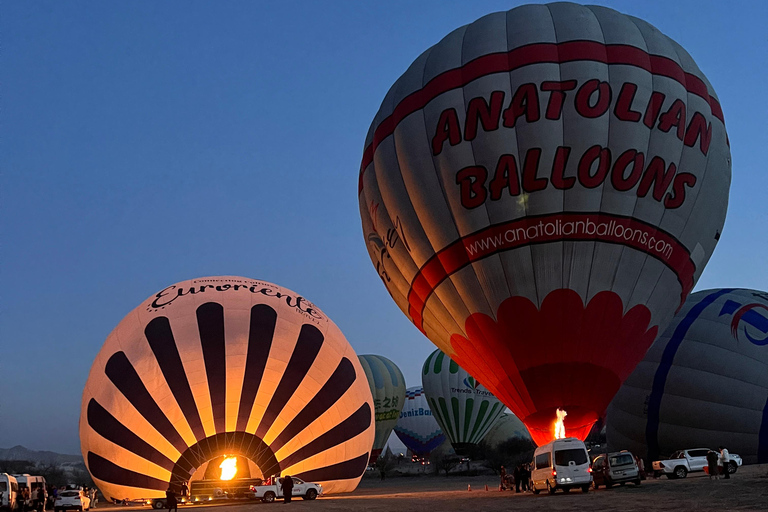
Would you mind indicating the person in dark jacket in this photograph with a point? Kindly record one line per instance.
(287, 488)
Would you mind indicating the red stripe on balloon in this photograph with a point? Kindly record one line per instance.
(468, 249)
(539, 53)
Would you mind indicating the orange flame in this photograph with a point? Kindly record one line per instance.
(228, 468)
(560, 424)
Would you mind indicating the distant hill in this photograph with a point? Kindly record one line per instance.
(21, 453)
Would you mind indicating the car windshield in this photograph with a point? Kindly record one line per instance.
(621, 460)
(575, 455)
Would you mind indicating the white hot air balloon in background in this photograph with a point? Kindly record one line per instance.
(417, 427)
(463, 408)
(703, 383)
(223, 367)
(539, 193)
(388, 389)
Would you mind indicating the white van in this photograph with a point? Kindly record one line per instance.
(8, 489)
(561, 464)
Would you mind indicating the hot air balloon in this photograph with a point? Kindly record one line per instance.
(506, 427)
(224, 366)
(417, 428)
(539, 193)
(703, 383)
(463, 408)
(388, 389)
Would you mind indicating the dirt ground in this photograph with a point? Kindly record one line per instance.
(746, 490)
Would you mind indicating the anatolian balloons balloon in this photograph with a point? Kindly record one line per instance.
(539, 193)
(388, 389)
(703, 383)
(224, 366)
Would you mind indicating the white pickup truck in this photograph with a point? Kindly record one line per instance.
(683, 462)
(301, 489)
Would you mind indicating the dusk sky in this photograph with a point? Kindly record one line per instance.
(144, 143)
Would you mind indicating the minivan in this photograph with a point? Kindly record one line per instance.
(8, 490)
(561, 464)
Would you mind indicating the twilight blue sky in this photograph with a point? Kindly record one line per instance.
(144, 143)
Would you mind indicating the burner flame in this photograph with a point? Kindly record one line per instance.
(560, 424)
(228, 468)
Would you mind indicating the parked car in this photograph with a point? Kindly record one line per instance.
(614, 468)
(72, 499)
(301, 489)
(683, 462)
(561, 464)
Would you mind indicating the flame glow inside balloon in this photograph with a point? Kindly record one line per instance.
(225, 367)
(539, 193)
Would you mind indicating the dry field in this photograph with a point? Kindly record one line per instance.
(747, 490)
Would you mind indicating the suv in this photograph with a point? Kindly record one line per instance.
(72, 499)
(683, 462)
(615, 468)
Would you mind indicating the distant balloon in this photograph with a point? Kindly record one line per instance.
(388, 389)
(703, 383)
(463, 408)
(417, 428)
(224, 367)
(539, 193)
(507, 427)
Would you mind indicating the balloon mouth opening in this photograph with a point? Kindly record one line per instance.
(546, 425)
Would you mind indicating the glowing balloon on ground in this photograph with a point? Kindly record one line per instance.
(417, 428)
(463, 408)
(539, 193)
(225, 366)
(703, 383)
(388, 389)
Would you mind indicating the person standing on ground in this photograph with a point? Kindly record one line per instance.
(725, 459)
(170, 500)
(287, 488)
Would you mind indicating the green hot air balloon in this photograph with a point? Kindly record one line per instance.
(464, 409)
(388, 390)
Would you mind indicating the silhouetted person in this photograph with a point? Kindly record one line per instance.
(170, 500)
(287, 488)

...

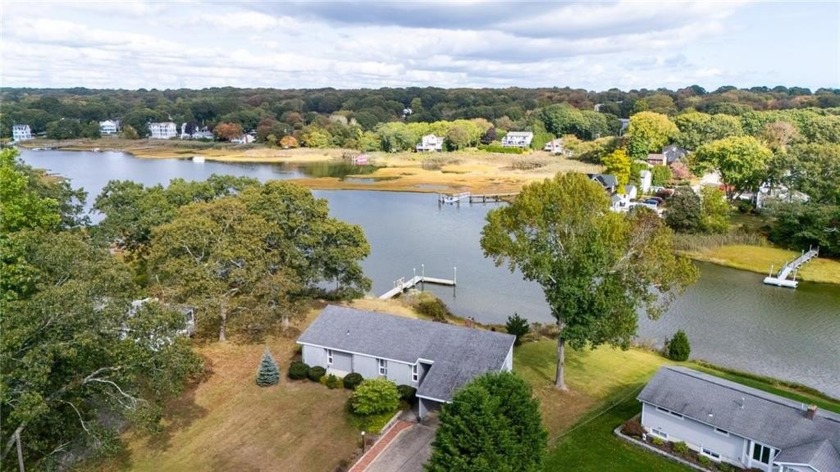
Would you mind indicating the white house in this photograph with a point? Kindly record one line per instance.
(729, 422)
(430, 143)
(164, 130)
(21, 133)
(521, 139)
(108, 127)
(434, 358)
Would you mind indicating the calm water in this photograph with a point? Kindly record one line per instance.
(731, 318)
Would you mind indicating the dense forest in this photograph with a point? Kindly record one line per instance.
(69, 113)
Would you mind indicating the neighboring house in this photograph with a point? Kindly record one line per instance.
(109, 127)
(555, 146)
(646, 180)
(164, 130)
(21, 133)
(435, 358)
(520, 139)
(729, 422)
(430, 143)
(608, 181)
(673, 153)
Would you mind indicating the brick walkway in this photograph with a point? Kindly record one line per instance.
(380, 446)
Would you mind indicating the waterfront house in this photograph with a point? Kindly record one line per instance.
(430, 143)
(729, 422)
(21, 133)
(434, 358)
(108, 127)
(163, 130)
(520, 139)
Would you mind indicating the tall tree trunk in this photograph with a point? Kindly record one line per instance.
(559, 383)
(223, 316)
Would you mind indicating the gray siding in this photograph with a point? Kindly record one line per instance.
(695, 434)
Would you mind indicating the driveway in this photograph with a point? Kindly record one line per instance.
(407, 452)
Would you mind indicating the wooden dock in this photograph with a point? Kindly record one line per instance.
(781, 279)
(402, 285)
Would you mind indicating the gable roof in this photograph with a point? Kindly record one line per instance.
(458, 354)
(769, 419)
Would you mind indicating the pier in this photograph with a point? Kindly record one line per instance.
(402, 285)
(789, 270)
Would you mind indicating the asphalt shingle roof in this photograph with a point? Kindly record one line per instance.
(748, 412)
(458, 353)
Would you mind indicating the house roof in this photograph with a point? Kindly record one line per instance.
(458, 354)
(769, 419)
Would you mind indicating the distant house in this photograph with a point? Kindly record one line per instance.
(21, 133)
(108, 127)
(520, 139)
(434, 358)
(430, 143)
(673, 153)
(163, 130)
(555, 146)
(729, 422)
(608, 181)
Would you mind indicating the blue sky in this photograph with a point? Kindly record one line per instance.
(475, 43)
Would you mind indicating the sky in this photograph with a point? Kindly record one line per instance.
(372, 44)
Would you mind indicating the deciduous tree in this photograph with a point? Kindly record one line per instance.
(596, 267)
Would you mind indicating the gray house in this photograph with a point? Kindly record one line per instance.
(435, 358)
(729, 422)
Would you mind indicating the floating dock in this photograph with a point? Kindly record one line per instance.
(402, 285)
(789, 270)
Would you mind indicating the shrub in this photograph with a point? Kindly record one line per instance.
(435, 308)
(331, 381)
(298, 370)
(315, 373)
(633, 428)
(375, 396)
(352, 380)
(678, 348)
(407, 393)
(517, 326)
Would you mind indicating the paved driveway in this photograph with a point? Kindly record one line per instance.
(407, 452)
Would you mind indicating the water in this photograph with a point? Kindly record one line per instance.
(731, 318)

--

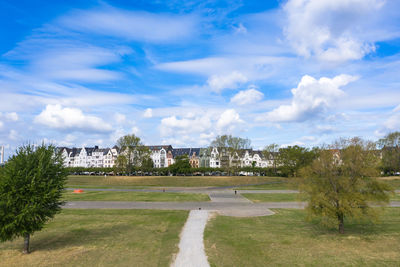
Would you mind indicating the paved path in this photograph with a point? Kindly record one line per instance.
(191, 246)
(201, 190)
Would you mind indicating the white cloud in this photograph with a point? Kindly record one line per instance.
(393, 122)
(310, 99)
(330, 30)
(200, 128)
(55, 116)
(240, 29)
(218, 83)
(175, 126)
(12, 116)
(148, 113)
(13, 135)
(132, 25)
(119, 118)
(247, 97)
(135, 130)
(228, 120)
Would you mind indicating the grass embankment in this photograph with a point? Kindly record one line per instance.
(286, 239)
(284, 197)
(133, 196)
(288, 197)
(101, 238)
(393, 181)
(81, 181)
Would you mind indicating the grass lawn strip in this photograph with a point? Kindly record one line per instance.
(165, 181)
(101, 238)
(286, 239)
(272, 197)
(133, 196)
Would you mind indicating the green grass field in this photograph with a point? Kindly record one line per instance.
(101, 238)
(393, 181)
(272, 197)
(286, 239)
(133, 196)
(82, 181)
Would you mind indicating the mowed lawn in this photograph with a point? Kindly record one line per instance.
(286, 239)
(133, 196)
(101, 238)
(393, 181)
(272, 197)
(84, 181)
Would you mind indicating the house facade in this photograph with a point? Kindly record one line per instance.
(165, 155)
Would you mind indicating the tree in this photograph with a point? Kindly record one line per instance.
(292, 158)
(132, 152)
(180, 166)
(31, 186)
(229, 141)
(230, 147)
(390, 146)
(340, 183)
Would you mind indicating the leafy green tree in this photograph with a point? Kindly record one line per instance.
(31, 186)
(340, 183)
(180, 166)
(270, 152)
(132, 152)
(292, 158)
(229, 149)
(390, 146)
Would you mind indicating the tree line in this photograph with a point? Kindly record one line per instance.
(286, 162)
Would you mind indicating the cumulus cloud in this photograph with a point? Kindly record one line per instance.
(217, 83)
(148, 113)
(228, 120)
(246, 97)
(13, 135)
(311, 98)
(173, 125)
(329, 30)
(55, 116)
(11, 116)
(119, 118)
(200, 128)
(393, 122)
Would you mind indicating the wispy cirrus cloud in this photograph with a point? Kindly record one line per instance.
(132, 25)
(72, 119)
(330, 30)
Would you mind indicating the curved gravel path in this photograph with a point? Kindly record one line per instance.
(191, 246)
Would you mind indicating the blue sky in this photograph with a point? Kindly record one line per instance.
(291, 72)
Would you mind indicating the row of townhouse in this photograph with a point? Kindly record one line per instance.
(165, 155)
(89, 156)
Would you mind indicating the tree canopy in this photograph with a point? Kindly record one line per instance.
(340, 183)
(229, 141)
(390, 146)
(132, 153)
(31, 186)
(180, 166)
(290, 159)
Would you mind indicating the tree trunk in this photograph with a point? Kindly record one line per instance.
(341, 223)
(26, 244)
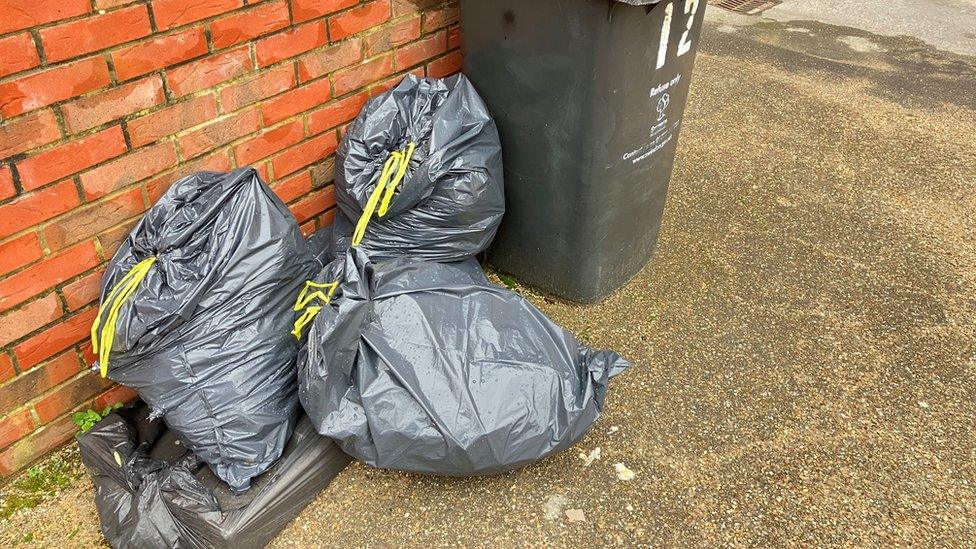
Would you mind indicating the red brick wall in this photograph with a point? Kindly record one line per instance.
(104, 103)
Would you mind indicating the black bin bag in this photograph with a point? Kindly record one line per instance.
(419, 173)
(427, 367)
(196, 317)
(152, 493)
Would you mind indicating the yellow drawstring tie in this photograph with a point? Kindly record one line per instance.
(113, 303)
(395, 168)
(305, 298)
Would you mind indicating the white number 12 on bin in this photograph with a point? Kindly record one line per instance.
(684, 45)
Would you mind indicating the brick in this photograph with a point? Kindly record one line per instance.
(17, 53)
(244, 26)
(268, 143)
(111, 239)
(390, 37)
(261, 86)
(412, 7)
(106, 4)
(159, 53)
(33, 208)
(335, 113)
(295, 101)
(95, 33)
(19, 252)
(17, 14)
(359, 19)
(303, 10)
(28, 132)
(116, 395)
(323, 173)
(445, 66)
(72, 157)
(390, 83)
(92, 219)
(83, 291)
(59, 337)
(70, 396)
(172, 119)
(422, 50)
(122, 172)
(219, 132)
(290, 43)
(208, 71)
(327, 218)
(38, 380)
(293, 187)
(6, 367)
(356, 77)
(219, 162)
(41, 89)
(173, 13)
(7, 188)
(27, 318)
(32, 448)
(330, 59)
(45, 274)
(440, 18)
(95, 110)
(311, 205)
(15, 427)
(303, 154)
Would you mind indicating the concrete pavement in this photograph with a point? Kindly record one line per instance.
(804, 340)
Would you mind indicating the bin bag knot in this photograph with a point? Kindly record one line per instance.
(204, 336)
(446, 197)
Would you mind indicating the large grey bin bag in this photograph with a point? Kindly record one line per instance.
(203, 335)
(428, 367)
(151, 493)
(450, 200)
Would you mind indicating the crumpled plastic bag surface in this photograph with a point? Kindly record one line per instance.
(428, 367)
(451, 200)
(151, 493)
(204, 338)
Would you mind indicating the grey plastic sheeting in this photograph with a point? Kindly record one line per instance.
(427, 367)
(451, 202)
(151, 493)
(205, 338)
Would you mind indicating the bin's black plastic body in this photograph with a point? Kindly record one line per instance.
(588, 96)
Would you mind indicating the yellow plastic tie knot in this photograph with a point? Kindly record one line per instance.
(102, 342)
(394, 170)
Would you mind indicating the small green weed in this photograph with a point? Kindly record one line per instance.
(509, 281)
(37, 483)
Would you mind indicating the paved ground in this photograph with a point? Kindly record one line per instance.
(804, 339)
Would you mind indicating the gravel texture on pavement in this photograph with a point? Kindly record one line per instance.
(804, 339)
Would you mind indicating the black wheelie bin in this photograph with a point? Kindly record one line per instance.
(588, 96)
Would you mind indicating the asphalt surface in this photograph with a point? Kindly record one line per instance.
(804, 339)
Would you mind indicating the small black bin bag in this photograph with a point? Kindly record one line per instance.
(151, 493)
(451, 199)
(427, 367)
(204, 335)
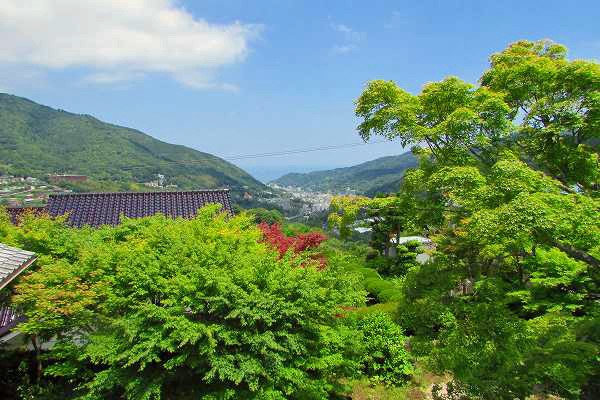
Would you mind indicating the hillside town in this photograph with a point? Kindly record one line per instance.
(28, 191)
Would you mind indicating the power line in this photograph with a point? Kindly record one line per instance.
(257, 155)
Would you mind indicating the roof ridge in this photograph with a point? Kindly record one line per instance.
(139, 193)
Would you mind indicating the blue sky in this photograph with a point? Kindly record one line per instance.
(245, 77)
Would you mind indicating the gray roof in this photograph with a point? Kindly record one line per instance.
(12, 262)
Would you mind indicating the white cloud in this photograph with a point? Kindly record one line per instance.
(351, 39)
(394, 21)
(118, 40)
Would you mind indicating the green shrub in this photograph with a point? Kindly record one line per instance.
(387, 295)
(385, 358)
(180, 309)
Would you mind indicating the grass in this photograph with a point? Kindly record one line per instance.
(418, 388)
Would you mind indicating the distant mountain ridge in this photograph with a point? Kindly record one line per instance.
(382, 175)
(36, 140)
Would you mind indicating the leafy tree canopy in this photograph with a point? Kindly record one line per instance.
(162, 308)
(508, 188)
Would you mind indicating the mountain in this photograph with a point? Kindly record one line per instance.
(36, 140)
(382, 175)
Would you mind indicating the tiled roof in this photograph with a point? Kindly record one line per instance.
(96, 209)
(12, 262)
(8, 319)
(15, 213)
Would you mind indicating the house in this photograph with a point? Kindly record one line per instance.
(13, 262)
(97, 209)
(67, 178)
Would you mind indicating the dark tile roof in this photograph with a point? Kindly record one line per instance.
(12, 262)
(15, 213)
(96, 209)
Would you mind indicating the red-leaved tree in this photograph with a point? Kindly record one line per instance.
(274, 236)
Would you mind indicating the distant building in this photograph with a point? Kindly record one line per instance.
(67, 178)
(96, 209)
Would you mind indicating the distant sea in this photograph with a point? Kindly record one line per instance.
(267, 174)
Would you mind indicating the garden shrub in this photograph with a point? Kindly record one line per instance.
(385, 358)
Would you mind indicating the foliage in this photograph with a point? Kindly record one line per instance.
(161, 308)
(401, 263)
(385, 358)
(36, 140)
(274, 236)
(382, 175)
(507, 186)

Directions for this task: Tally the lines in the listing above that contain the string "roof", treating uppercase and lowercase as different, and reply with only that number.

Result of the task: 7